At about 400 GB I picked up 4 errors, then nothing for a long time.  I 
left the house for a while and came back to this, which seems bad:

$ sudo ddrescue -v -n --force /dev/sda /dev/sdb ddrlog.txt
GNU ddrescue 1.19
About to copy 2000 GBytes from /dev/sda to /dev/sdb.
     Starting positions: infile = 0 B,  outfile = 0 B
     Copy block size: 128 sectors       Initial skip size: 128 sectors
Sector size: 512 Bytes

Press Ctrl-C to interrupt
rescued:   951404 MB,  errsize:   1048 GB,  current rate:        0 B/s
    ipos:     2000 GB,   errors:      63,    average rate:   49658 kB/s
    opos:     2000 GB, run time:    5.32 h,  successful read:    4.53 m ago
Finished

It's a 2 TB HDD, so it looks like it did half of it.

Any opinions on the best next step?

Dataset content:
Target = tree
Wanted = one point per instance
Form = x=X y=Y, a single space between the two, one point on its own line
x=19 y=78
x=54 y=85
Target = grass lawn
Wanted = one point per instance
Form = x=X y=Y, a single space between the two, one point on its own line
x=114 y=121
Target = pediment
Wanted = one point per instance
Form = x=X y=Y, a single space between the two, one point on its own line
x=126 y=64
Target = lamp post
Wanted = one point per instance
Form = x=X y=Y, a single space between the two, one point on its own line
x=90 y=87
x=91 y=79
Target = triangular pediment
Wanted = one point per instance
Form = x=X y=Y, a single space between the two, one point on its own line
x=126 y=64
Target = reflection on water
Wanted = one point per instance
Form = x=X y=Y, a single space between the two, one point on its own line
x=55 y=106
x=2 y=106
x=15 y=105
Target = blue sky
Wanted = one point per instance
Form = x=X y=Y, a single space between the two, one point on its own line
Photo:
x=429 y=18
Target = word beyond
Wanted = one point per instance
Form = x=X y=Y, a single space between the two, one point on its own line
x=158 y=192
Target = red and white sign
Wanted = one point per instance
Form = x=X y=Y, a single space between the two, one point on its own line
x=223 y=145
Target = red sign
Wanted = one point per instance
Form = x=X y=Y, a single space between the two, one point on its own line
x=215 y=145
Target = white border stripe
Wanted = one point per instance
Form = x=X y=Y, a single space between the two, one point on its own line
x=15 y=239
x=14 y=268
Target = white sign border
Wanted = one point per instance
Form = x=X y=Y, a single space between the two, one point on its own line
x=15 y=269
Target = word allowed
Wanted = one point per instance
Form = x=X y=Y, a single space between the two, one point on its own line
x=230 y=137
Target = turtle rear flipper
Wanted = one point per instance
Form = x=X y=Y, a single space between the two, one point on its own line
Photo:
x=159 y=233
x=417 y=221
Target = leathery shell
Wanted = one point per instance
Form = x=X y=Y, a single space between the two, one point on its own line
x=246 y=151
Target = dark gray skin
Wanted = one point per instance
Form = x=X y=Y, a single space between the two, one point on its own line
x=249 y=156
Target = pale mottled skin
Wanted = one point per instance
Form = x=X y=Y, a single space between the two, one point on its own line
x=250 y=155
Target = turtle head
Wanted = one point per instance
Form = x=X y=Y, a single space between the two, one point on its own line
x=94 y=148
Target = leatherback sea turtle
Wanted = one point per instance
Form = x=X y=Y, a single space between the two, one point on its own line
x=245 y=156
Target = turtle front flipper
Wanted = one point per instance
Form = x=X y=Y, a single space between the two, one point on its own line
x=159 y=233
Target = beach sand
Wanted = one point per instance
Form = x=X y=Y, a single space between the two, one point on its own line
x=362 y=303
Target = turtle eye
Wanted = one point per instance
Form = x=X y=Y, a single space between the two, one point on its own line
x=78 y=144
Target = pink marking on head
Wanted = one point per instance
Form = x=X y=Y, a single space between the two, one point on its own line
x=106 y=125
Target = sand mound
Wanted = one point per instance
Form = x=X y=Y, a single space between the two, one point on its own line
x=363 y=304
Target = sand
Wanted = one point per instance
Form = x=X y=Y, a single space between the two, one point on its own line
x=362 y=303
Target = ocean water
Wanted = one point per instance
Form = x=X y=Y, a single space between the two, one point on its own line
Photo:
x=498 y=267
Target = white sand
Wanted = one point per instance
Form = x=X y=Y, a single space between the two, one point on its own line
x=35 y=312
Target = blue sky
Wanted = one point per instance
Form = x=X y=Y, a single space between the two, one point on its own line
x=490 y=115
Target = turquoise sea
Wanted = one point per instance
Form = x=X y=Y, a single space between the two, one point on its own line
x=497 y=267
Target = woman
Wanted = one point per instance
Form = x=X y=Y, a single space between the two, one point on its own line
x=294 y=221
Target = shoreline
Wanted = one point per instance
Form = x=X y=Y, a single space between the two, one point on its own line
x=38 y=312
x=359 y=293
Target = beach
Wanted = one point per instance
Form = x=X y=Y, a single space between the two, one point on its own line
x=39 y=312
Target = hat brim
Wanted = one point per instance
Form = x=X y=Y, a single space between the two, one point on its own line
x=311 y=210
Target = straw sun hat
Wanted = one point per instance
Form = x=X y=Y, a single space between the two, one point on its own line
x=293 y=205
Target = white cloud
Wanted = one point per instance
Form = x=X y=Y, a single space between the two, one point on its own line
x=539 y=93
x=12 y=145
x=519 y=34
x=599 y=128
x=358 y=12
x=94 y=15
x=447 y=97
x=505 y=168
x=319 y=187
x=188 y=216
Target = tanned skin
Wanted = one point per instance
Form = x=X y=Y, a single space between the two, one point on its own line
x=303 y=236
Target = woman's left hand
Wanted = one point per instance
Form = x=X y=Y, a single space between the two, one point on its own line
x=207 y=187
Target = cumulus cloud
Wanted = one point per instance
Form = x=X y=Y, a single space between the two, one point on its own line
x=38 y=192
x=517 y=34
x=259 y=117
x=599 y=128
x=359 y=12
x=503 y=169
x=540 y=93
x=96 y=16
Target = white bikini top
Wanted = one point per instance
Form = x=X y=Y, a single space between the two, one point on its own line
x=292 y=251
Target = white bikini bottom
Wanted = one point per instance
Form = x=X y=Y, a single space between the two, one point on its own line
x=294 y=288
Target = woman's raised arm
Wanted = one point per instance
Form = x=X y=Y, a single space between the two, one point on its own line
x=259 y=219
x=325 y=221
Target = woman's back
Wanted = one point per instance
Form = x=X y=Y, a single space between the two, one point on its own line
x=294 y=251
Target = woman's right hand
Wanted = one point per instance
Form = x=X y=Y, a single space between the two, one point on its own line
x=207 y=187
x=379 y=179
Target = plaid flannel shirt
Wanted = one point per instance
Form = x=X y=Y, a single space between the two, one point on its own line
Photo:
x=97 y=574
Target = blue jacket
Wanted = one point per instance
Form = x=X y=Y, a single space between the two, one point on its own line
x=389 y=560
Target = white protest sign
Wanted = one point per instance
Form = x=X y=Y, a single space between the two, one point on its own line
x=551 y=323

Stated exercise:
From the forum post about the drive copy, transcribe the part starting with "Press Ctrl-C to" and going on through "half of it.". The rows have nothing to do with the forum post about the drive copy.

Solution:
Press Ctrl-C to interrupt
rescued:   951404 MB,  errsize:   1048 GB,  current rate:        0 B/s
    ipos:     2000 GB,   errors:      63,    average rate:   49658 kB/s
    opos:     2000 GB, run time:    5.32 h,  successful read:    4.53 m ago
Finished

It's a 2 TB HDD, so it looks like it did half of it.